* [DIRECTIONS FOR THIS TASK]: Pick out every line in the rows below that contains the string "bushes", and copy each such line unchanged.

========

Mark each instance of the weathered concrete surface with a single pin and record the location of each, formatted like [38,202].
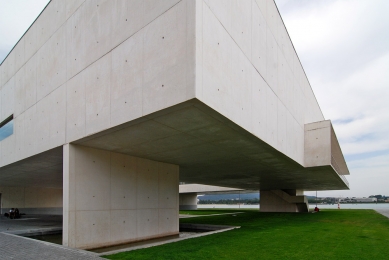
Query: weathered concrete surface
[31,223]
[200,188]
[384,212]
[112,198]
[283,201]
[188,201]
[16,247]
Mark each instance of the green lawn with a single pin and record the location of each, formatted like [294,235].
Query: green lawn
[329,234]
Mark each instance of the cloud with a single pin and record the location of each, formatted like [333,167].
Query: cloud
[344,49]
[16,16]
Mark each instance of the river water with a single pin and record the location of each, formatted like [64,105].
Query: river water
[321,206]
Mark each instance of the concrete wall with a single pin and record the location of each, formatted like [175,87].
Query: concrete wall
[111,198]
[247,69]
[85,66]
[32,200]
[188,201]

========

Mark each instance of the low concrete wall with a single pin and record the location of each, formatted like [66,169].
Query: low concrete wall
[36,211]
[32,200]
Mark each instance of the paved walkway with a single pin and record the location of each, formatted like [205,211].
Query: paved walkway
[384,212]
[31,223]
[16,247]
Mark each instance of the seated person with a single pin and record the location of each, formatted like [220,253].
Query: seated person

========

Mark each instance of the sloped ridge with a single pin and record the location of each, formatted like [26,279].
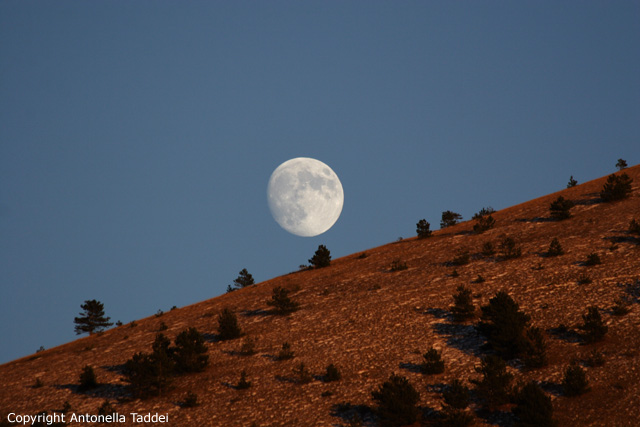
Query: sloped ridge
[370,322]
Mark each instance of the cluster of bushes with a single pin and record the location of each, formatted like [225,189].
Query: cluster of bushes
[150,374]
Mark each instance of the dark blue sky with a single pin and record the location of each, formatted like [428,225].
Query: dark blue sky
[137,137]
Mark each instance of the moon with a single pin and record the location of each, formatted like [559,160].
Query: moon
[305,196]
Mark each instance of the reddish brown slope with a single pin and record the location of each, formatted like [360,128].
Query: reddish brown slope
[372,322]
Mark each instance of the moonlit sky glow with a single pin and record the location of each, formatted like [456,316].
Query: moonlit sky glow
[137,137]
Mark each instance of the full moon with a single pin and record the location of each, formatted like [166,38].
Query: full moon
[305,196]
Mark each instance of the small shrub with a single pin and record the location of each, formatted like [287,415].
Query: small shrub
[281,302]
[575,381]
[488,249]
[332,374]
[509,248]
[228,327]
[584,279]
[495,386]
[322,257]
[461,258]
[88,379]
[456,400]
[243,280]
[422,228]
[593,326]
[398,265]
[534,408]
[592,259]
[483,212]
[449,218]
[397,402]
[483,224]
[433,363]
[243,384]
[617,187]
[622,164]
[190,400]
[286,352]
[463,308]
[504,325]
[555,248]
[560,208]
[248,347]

========

* [RESPONSE BELOW]:
Mark each instance of the cluster of bushes with a single pin and record the location of each, formatted like [225,189].
Query: cluster of bushes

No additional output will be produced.